• DOCUMENT EXCERPT:
The Bank also submits that Mr Kufner, acting through his German lawyer, Mr Knott, consented to the discharge of the Kel mortgage by an email of 14 August 2006 to a Mr Stewart of Pelagos Yachts Ltd, an Isle of Man corporate services provider. Earlier on 14 August 2006, Mr Stewart had emailed Mr Knott (with a copy to a solicitor acting for the Bank, Ms Lindsay Christie) requesting confirmation that Mr Knott was happy for the Bank’s solicitors to deliver to the Isle of Man Registry the Kel mortgage discharge documentation and a Bill of Sale. In his reply later that day (which was copied to Ms Lindsay), Mr Knott wrote: “Please go ahead. Summer passes by an (sic) my client is not able to earn money with the vessel….”

13.

In reply to this submission, Mr Kufner contends that Mr Knott expressed himself as he did on the understanding that all the documentation required for a loan to be made to Paelten, including the mortgage deed, had been signed and returned to the Bank; that the Bank had advanced or was about to advance the loan to Paelten to settle the Kel loan and mortgage; and that it was a matter of mere formality to complete the registration at the Madeira Registry.

C Set-off of a claim by Kel and/or by Mr Kufner against the Bank for negligent misstatement

14.

• REQUIRED WORK:
(A) In the judgment excerpt on the Kel mortgage, which company was Mr Stewart with, according to the text?
(B) Continue the judgment excerpt on the Kel mortgage by writing paragraph 14 under its final heading.
The items come from a source unrelated to the judgment excerpt on the Kel mortgage.

• INFORMATION SUPPLIED:
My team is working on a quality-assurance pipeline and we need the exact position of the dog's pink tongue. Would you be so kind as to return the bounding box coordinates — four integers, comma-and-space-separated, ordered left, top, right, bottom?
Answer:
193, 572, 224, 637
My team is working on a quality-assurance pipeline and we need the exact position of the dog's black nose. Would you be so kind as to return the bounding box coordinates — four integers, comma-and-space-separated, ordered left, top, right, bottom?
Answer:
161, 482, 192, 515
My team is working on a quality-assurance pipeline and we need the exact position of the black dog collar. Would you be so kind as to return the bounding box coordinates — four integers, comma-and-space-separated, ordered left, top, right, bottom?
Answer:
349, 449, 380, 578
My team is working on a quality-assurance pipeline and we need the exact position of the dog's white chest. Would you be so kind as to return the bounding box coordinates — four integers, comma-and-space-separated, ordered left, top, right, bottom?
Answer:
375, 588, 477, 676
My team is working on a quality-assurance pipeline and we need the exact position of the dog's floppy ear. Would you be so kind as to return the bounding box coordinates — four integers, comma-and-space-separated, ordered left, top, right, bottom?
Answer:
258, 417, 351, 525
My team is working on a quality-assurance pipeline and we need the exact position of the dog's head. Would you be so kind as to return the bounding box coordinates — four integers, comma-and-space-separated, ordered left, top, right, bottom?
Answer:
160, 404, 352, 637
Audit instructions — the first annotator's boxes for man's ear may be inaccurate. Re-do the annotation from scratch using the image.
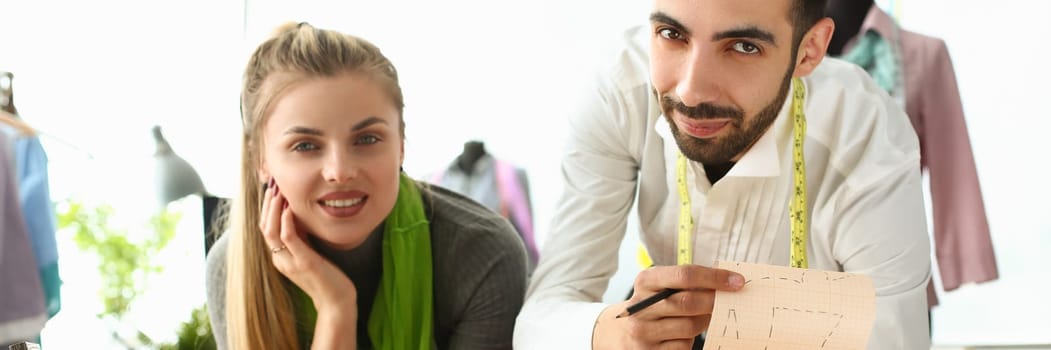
[792,17,836,78]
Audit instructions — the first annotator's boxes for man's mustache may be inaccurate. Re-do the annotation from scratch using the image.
[660,96,744,121]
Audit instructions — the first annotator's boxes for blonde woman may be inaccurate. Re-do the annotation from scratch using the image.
[207,23,527,350]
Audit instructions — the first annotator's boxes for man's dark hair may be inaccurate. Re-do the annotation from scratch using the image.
[788,0,828,46]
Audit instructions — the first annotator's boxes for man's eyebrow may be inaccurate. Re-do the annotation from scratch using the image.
[712,25,778,46]
[650,11,689,37]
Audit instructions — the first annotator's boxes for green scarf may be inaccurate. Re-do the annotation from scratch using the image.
[295,172,435,350]
[843,30,899,92]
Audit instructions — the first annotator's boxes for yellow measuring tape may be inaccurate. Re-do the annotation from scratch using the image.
[638,78,808,268]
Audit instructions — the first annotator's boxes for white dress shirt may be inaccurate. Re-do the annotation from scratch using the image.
[515,26,931,350]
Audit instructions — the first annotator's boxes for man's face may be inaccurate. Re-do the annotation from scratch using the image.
[650,0,795,164]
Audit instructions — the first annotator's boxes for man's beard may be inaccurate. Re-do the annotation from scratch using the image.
[660,68,792,164]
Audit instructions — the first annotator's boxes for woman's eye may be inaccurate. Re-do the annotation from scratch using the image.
[357,135,379,145]
[734,41,759,55]
[657,28,682,40]
[292,142,317,152]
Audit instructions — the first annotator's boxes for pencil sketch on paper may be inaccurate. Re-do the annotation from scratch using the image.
[704,262,875,350]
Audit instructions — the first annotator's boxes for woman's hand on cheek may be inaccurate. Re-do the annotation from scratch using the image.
[260,185,357,313]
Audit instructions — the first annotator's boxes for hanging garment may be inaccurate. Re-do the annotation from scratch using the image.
[0,129,47,344]
[429,155,539,272]
[844,5,998,307]
[15,131,62,317]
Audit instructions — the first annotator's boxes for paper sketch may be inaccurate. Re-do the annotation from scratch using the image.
[704,262,875,350]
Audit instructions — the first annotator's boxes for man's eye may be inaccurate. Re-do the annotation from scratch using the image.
[357,135,379,145]
[657,28,682,40]
[734,41,759,55]
[292,142,317,152]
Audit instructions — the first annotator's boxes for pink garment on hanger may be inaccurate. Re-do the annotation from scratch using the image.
[848,5,1000,307]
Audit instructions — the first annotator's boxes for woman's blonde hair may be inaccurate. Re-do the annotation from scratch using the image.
[226,23,405,350]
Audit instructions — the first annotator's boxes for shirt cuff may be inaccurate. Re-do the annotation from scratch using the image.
[514,302,610,349]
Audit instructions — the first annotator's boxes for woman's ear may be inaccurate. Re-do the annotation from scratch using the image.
[255,161,270,186]
[792,17,836,78]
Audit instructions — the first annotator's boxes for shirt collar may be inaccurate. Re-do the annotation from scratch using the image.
[655,83,790,178]
[843,4,900,53]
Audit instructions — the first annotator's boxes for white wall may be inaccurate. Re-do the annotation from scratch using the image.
[0,0,1051,345]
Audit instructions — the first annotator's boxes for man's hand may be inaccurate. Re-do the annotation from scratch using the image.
[592,265,744,350]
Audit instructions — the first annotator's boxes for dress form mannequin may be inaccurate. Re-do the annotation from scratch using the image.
[826,0,873,56]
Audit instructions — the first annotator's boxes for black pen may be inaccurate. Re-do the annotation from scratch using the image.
[617,288,681,318]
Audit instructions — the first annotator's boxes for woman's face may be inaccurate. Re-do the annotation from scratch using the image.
[260,74,405,249]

• ANSWERS PER TASK:
(A) Pelagos Yachts Ltd, an Isle of Man corporate services provider.

(B)
On 11 January 2007 there was a meeting between, inter alios, Mr Kufner, Mr Knott, and a solicitor representing the Bank, Mr Edgar. Mr Kufner alleges that at this meeting, upon being urged to take steps in Madeira to prevent further dealings in the vessel which had been located in Turkey, Mr Edgar said there was no need to worry, the vessel was “on the hook”. Mr Kufner says that he took Mr Edgar to mean by this that the Bank’s solicitors had taken steps to ensure that no further sale or transfer of the vessel could take place without the Bank’s consent. Mr Kufner maintains that in reliance on this statement, he took no steps himself to obtain through Kel or Paelten a stop notice in the Madeira Registry. In fact, the Bank only applied for a stop notice in Madeira on 5 February 2007 and before the court had made the requested order on 19 February 2007, the vessel had been transferred off the Madeira registry. Mr Kufner claims that, as a consequence of Mr Edgar’s negligent misstatement, Kel was prevented from obtaining payment from Mellabond or from Paelten and/or it was prevented from obtaining a re-vesting of ownership of the vessel in Paelten, which would have enabled the Bank to perfect its security under the Paelten mortgage.

15.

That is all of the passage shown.